TEXT PROVIDED ::

LONDON (Reuters) - A technical failure in England's COVID-19 testing data system has now been fixed and should not be repeated, Work and Pensions Secretary Thérèse Coffey said on Monday.
Britain reported a jump in daily COVID-19 cases to a record 22,961 on Sunday, after authorities said a technical issue had meant that over 15,000 test results had not been transferred into computer systems on time, including for contact tracers.
"The glitch has been found and fixed and I'm sure that the changes are brought in straight away to make sure this sort of problem doesn't happen again," Coffey told Times Radio.
Coffey told Sky News that Public Health England had identified the problem and had been corrected.
Health Secretary Matt Hancock will update parliament on the mishap later on Monday, she said.
News of the glitch was likely to cast further doubt over Prime Minister Boris Johnson's handling of the COVID-19 outbreak: his government's response has been cast by political opponents as slow, poorly organised and confusing.

THE DATA ::

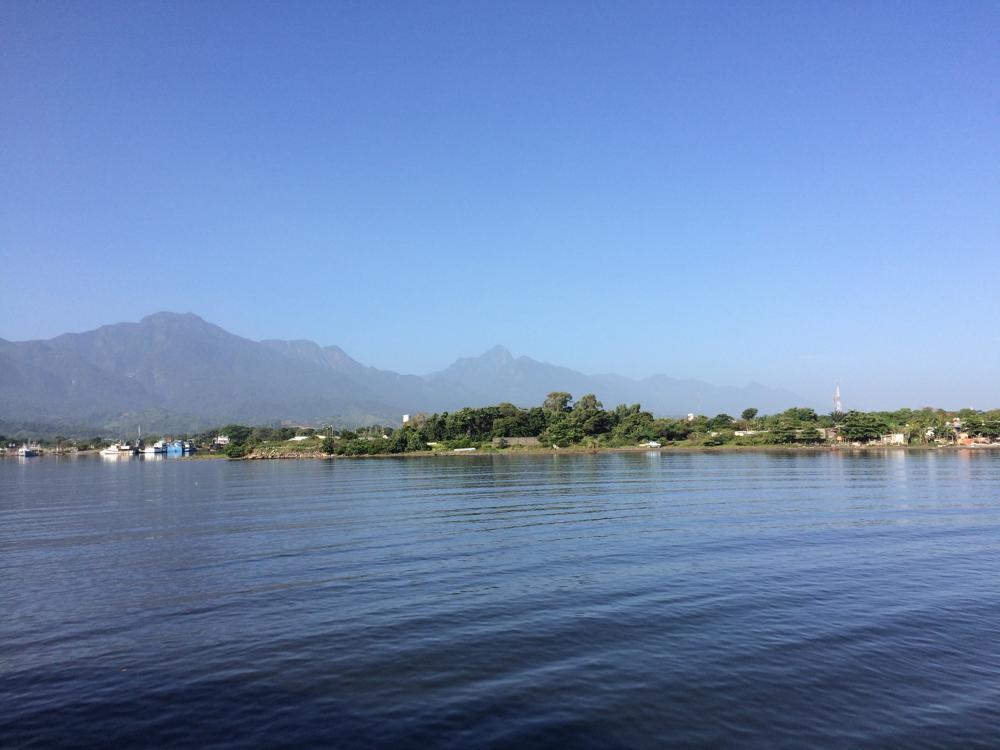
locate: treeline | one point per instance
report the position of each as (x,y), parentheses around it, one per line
(561,421)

PROBLEMS AND TASKS ::
1. According to the news report on England's COVID-19 testing glitch, how many test results were not transferred into computer systems on time?
2. Resume the news report on England's COVID-19 testing glitch, writing on from its final sentence.

YOUR WRITTEN ANSWERS ::
1. Over 15,000 test results.

2.
Johnson, who promised a "world-beating" test-and-trace system, says there have been missteps but that the government has faced the biggest health crisis since the 1918 influenza outbreak.
The technical problem, which was identified on Friday and has now been resolved, led to 15,841 cases not being uploaded into reporting dashboards used by the National Health Service (NHS) contact-tracing system.
"We fully understand the concern this may cause and further robust measures have been put in place as a result," said PHE's interim chief executive, Michael Brodie.
The authority said that all the people concerned had been given their results in a timely fashion, and that those with positive results had been told to self-isolate.